--- 提示された文章 ---

2019年3月14日、名古屋市立大学が村瀬香准教授らによる「福島原発事故後の複雑心奇形の全国的増加」と題する論文をプレスリリースしました。
その論述展開がトンデモすぎるので紹介します。
- 福島原発事故後に複雑心奇形手術が全国で増加
- 英語論文では福島原発の放射線の影響を考慮すべきとある
- 福島原発事故後の停留精巣の全国的増加
- その他の要因
- 心臓の先天奇形による死亡者数は増加なし
- 報道の扱い
- まとめ:こんなものが科研費対象で良いのか
福島原発事故後に複雑心奇形手術が全国で増加
プレスリリースにある研究概要を簡単にまとめると以下です。
- 複雑心奇形の「全国の」手術件数(乳児(1 歳未満児)に対する)が、原発事故前後で増加した
- 一方、1~17 歳の患者に対する複雑心奇形の手術件数は、研究対象の期間中においては著しい変化は認められなかった
- その正確な原因については今後の研究課題
「手術件数」であり「発症件数」ではないのは、複雑心奇形は発生率と密接に関連しているためとされています。たしかに発症を認知したら手術しないと命の危険がありますから、そうなのかもしれませんが、なぜ密接に関連しているのかはこの論文内では示されていません。

---

**課題一覧**:
a: 心奇形論文についての文章から、「2019年3月14日、名古屋」から「プレスリリースにある研究概要を簡単にまとめると以下です。」までを、両端も含めてそのまま書き写してください。
b: 心奇形論文についての文章をもとに、次の問いに答えてください。
(i) 論文のプレスリリースを出したのはどこの大学ですか。
(ii) 1~17歳の患者に対する複雑心奇形の手術件数は、研究対象の期間中どうでしたか。
(iii) 増加の正確な原因は、どう扱われていますか。

--- 提供データ ---

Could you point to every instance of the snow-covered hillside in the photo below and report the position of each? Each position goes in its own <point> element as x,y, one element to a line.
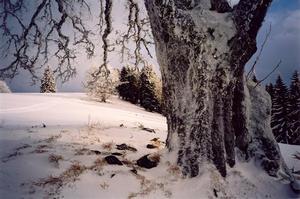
<point>54,145</point>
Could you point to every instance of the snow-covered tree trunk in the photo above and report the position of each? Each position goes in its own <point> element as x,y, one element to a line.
<point>202,47</point>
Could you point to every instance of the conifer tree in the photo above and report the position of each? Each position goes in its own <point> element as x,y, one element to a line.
<point>133,86</point>
<point>128,87</point>
<point>294,114</point>
<point>148,96</point>
<point>101,87</point>
<point>123,86</point>
<point>47,82</point>
<point>270,90</point>
<point>280,120</point>
<point>254,79</point>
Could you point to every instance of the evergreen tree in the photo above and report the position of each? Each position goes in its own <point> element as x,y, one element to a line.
<point>102,86</point>
<point>254,79</point>
<point>128,87</point>
<point>47,82</point>
<point>123,86</point>
<point>280,120</point>
<point>294,103</point>
<point>133,86</point>
<point>148,95</point>
<point>270,90</point>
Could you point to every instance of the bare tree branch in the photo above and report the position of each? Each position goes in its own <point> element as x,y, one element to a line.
<point>260,81</point>
<point>251,71</point>
<point>44,29</point>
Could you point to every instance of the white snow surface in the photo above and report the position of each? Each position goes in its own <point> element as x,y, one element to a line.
<point>73,126</point>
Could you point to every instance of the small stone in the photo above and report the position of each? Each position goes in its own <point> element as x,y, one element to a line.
<point>113,160</point>
<point>146,162</point>
<point>151,146</point>
<point>96,152</point>
<point>126,147</point>
<point>117,154</point>
<point>134,171</point>
<point>295,185</point>
<point>154,139</point>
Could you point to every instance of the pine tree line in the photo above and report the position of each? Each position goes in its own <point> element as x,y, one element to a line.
<point>286,109</point>
<point>140,87</point>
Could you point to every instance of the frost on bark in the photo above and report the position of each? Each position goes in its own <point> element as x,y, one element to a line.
<point>202,47</point>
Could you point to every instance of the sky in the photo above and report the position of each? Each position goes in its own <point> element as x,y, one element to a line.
<point>283,44</point>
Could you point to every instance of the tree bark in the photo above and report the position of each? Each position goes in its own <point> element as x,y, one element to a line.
<point>202,47</point>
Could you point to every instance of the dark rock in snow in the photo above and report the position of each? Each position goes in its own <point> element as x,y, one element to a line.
<point>215,193</point>
<point>146,162</point>
<point>126,147</point>
<point>113,160</point>
<point>270,166</point>
<point>148,129</point>
<point>117,154</point>
<point>295,185</point>
<point>151,146</point>
<point>134,171</point>
<point>96,152</point>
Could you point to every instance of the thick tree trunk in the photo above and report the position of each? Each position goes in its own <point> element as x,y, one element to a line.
<point>202,48</point>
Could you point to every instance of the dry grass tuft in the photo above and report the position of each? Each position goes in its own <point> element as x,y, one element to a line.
<point>73,172</point>
<point>98,164</point>
<point>55,159</point>
<point>174,170</point>
<point>296,155</point>
<point>52,138</point>
<point>108,146</point>
<point>104,185</point>
<point>155,157</point>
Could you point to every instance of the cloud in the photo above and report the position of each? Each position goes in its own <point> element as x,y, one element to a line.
<point>283,44</point>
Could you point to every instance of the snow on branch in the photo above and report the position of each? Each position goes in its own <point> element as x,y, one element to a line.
<point>138,31</point>
<point>29,43</point>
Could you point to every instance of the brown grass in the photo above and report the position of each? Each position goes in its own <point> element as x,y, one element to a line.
<point>155,157</point>
<point>52,138</point>
<point>55,159</point>
<point>108,146</point>
<point>104,185</point>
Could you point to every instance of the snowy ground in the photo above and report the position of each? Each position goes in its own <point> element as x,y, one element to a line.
<point>53,146</point>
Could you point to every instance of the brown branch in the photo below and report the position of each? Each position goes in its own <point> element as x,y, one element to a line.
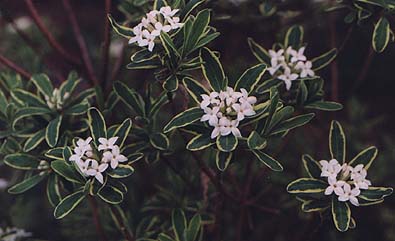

---

**課題ごとの解答**:
a:
2019年3月14日、名古屋市立大学が村瀬香准教授らによる「福島原発事故後の複雑心奇形の全国的増加」と題する論文をプレスリリースしました。
その論述展開がトンデモすぎるので紹介します。
- 福島原発事故後に複雑心奇形手術が全国で増加
- 英語論文では福島原発の放射線の影響を考慮すべきとある
- 福島原発事故後の停留精巣の全国的増加
- その他の要因
- 心臓の先天奇形による死亡者数は増加なし
- 報道の扱い
- まとめ:こんなものが科研費対象で良いのか
福島原発事故後に複雑心奇形手術が全国で増加
プレスリリースにある研究概要を簡単にまとめると以下です。

b:
(i) 名古屋市立大学
(ii) 著しい変化は認められなかった。
(iii) 今後の研究課題とされている。